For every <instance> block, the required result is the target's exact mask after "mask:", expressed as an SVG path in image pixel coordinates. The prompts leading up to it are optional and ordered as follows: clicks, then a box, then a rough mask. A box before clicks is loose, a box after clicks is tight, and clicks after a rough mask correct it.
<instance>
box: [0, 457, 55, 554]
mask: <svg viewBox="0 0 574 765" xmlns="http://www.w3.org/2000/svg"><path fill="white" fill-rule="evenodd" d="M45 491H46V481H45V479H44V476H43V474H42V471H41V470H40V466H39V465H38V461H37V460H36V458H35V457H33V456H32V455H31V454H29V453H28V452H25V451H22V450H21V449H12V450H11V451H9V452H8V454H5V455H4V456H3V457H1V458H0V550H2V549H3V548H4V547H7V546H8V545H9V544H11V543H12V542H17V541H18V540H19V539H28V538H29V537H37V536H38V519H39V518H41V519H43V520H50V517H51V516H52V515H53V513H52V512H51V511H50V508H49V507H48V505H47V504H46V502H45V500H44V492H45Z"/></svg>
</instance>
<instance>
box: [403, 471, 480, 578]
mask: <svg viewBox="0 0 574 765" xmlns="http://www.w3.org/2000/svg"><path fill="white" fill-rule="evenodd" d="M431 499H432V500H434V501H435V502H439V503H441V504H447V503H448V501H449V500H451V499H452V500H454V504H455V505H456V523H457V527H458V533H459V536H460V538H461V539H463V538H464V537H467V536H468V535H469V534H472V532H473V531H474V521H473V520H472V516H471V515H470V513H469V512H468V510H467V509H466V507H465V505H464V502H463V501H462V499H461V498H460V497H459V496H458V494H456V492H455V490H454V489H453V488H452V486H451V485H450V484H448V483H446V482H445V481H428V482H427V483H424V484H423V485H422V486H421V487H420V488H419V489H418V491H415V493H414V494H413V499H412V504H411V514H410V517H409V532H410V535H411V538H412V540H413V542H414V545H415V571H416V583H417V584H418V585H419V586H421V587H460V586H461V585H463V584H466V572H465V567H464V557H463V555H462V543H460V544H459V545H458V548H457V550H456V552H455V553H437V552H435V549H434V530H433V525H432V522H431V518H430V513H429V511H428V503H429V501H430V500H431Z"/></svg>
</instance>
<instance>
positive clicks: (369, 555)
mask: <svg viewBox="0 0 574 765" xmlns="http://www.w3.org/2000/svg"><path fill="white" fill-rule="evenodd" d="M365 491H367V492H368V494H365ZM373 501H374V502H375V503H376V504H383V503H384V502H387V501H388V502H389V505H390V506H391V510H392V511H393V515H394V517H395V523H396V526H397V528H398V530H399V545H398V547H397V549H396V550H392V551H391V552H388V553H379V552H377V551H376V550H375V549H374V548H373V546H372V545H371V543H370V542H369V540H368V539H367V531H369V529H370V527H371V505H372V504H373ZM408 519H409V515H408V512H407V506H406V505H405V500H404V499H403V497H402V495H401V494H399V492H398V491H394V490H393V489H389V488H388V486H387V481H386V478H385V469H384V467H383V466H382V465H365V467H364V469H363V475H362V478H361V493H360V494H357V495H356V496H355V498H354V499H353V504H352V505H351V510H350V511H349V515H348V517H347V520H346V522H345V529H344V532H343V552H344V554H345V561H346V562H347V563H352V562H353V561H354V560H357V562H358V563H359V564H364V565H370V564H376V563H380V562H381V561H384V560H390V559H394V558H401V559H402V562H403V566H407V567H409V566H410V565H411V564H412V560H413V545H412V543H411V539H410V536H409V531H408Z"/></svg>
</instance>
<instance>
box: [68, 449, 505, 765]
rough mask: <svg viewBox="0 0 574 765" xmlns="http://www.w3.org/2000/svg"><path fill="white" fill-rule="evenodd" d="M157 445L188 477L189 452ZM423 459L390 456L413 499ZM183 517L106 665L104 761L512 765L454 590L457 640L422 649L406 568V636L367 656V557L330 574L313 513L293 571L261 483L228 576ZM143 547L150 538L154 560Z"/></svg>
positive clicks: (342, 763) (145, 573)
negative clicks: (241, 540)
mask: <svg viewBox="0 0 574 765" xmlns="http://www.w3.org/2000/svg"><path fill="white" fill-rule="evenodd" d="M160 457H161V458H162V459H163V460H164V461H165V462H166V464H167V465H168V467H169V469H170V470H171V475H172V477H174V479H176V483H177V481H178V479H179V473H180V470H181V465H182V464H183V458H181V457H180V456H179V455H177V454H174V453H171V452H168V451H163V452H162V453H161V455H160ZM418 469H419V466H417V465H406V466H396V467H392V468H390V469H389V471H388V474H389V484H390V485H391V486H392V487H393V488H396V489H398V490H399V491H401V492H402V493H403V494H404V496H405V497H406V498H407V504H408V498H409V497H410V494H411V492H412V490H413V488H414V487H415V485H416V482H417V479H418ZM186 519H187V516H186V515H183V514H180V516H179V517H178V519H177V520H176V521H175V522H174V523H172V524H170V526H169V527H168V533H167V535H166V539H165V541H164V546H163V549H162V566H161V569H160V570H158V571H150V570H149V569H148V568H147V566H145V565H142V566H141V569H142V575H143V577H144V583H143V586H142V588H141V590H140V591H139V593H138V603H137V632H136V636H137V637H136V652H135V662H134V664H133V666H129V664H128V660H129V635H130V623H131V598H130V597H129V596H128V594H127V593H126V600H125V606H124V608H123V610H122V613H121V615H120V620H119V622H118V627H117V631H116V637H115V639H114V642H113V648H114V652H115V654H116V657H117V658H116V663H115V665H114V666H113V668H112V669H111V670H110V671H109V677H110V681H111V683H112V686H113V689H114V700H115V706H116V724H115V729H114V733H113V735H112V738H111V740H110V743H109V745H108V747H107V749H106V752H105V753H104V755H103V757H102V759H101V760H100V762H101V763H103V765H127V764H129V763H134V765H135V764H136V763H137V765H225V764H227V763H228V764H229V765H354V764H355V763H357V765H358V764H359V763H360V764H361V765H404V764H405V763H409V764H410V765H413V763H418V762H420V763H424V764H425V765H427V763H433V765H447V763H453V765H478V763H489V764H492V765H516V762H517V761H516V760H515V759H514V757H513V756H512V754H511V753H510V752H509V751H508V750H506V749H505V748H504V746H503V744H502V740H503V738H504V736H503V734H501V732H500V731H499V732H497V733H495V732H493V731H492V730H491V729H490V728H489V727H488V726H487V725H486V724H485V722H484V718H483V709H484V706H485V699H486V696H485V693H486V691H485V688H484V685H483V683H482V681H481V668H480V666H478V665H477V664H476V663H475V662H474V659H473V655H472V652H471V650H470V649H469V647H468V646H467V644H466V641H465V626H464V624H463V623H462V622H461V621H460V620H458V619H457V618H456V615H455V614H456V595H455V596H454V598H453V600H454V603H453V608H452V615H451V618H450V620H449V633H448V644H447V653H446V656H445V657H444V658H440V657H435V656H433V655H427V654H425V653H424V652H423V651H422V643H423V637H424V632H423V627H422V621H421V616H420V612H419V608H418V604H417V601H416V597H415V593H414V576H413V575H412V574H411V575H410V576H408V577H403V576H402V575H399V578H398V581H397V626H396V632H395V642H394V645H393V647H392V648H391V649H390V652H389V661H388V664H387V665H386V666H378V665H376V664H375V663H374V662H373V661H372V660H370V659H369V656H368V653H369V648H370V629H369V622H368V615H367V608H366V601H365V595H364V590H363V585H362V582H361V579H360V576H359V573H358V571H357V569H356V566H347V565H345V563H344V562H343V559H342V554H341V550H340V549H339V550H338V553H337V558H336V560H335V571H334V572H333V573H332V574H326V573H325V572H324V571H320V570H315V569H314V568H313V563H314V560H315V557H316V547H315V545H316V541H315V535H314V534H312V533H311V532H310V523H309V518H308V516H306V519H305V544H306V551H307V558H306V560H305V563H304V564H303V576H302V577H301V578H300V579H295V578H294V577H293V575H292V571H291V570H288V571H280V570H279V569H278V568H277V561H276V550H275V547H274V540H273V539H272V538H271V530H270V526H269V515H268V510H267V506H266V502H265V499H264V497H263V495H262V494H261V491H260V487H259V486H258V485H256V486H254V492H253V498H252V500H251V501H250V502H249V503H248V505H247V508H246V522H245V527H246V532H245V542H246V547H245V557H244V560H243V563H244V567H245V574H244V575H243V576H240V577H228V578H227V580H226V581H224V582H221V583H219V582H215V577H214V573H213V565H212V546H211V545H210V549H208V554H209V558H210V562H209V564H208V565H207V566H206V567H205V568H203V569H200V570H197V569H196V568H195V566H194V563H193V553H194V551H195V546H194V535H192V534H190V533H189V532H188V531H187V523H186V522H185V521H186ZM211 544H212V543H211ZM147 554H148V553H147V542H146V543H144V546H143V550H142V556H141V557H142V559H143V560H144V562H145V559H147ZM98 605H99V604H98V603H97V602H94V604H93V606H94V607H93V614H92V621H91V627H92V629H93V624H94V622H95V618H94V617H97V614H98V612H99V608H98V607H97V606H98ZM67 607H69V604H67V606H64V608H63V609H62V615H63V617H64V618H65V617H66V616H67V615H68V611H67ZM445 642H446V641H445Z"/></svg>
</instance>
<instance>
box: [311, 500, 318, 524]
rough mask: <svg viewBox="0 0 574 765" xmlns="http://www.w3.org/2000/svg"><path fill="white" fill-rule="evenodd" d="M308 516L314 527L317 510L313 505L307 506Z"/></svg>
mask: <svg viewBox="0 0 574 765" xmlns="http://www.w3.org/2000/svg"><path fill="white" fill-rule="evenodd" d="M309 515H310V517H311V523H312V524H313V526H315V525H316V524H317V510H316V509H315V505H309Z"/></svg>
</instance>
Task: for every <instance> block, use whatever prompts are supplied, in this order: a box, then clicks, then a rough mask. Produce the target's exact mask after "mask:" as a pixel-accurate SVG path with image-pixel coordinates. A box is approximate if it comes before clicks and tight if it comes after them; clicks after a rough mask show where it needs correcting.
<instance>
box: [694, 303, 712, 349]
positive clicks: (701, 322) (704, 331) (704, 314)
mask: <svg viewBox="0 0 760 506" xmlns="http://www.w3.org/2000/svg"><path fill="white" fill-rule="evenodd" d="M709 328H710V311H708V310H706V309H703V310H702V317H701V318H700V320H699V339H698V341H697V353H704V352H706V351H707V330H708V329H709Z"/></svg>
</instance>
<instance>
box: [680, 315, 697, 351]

Written task: Update the lines from the start of the records up to and including the line with "box: [0, 457, 55, 554]" so that "SVG path" becomes "polygon list". Give only those lines, with nothing else changed.

Answer for the task:
For every <instance> block, the required result is the target's exact mask after "mask:", expressed as an polygon list in image pixel coordinates. The prompts leading up to it are optional and ordered as follows: clicks, then a box, then a rough mask. A box before clicks is loose, a box after clicks is tight, and clicks after a rough mask correct it.
<instance>
box: [0, 457, 55, 554]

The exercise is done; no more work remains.